◆ DATASET RECORDS ◆
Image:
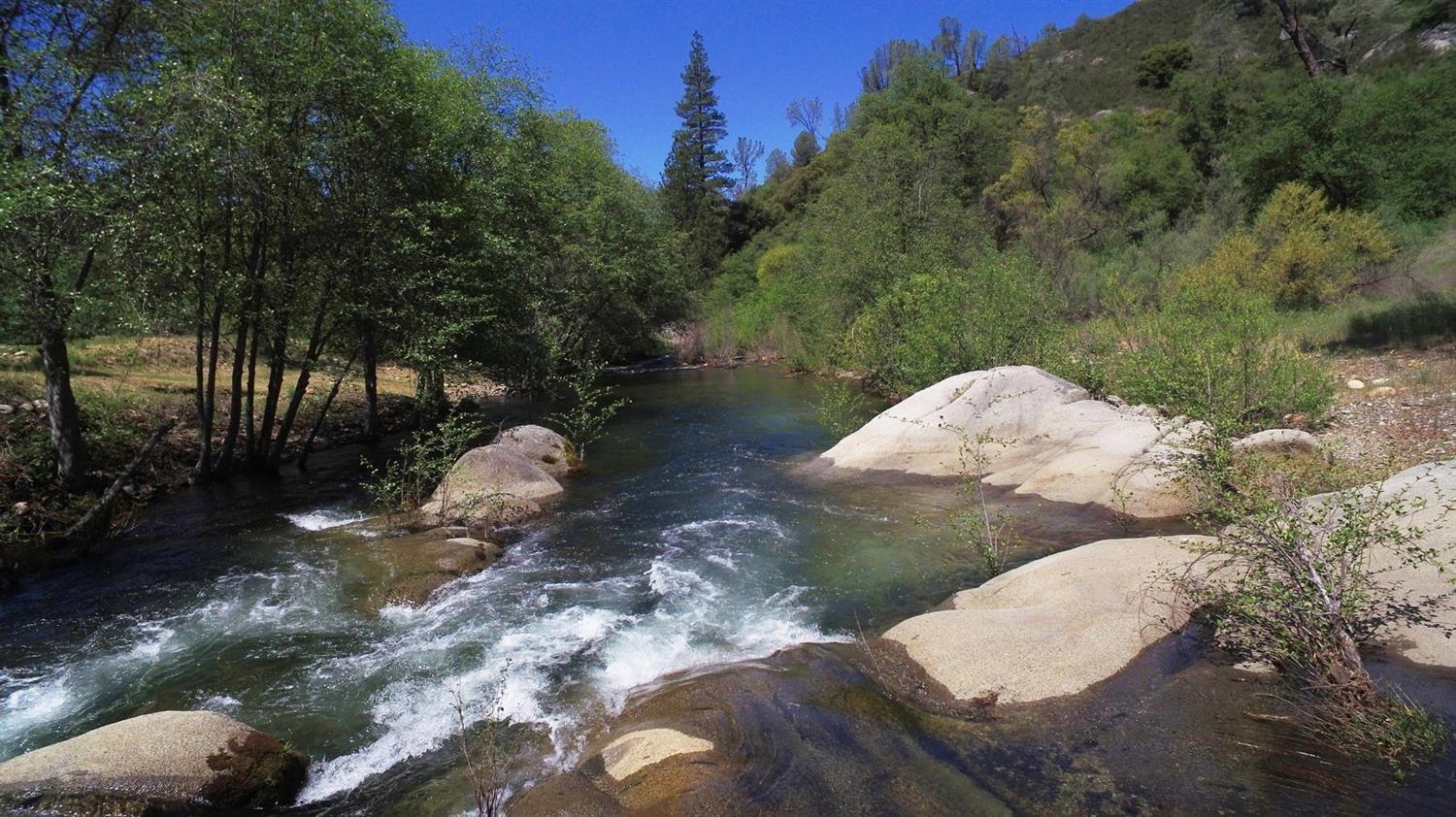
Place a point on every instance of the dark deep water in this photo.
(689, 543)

--

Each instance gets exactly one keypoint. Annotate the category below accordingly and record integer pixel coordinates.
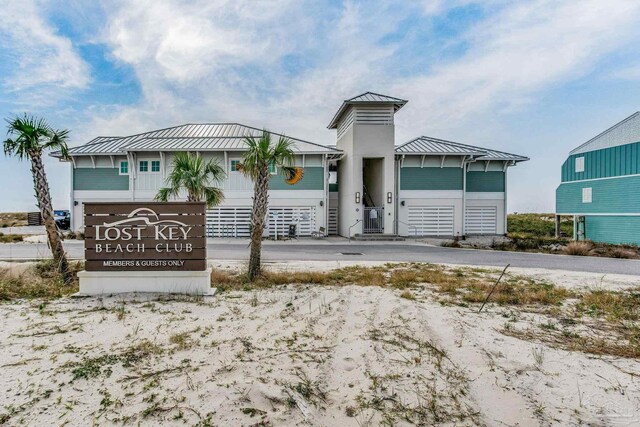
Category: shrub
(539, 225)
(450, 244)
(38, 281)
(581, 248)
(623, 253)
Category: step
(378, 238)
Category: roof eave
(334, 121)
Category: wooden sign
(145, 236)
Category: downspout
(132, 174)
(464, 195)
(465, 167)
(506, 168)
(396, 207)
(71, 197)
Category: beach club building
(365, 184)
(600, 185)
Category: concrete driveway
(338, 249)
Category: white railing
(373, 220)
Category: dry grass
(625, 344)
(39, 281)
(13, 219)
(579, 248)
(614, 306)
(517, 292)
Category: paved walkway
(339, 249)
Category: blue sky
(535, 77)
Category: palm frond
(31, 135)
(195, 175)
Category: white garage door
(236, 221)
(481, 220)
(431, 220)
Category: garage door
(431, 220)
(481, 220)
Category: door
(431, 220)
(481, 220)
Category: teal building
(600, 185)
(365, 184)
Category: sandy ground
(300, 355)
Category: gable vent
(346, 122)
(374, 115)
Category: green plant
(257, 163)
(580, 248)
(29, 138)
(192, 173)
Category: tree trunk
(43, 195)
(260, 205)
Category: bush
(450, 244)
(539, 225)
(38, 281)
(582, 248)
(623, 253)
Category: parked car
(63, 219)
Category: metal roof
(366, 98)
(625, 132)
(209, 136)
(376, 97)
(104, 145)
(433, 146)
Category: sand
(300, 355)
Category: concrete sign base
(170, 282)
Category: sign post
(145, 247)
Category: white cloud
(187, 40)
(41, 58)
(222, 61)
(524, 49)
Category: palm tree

◆ PROBLEM TO WORK ON ◆
Copy the lines from the one containing "Category: tree trunk" through the one containing "Category: palm tree", including both of those lines.

◆ COMPLETE ANSWER ◆
Category: tree trunk
(43, 195)
(260, 205)
Category: bush
(450, 244)
(539, 225)
(38, 281)
(582, 248)
(623, 253)
Category: parked car
(63, 219)
Category: metal roof
(366, 98)
(625, 132)
(209, 136)
(376, 97)
(104, 145)
(433, 146)
Category: sand
(300, 355)
Category: concrete sign base
(170, 282)
Category: sign post
(145, 247)
Category: white cloud
(187, 40)
(41, 58)
(222, 61)
(524, 49)
Category: palm tree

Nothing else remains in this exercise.